__Records shown__

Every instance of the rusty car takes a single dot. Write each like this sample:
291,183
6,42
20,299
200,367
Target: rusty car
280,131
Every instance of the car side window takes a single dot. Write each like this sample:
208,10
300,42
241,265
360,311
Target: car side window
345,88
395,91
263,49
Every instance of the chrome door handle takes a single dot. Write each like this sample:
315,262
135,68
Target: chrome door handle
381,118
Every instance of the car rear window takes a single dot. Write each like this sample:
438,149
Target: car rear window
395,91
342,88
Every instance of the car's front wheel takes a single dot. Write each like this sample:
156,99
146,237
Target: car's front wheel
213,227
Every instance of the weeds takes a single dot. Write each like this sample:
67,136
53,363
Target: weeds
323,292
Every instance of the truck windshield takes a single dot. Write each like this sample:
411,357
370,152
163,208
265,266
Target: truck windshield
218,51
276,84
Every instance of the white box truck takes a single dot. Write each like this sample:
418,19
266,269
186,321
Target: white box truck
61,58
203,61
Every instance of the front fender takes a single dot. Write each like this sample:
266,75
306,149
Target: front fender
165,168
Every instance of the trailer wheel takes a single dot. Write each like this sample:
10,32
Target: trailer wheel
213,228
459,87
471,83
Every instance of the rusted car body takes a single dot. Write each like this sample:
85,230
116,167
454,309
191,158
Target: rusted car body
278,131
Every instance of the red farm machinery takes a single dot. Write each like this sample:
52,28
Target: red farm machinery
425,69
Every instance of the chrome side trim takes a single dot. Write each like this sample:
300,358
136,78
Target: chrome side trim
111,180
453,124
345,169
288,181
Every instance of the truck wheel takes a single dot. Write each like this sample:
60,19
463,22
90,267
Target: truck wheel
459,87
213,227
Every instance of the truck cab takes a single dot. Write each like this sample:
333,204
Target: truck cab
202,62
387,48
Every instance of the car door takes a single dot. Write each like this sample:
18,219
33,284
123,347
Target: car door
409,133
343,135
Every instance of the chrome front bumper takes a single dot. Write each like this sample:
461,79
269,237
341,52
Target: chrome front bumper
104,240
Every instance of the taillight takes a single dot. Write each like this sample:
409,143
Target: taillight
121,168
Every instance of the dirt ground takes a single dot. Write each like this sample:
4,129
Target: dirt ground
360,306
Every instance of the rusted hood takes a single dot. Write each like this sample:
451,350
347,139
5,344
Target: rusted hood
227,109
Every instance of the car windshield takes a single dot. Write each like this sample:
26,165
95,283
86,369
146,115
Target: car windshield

__Task requirements__
Rename "Target" to "Label" in the material from the line containing "Every instance of the chrome side" through the end of the material, and give back only those lines with everything else unchanged.

__Exercise answer__
Every instance of the chrome side trim takes a single dot. Write each like this sample:
300,358
136,78
Label: chrome side trim
111,180
453,124
345,169
288,181
Every instance of the truck wheel takes a single dot. Write each like this sample:
60,19
463,22
90,267
Label: truck wheel
459,87
213,227
Every instance of the truck cab takes a single dot. Write each like this sample:
333,204
Label: truck cab
202,62
387,48
Every instance of the car door takes a single dot. Write each like this sample:
18,219
33,284
123,347
Label: car door
409,133
343,135
Every instance of the chrome front bumper takes a single dot. Write each like this sample:
461,79
269,237
341,52
Label: chrome front bumper
104,240
Every instance of the taillight takes a single dot. Write each like this sample:
409,143
Label: taillight
121,168
Every instance of the dirt ground takes a single dot. Write each like this sample:
4,129
Label: dirt ground
360,306
Every instance of the rusted hood takes a single dot. Write each like this sample:
451,350
347,139
5,344
Label: rusted hood
227,109
Every instance of the car windshield takes a single dot. Write each like this sample:
26,165
95,283
86,369
146,115
Label: car windshield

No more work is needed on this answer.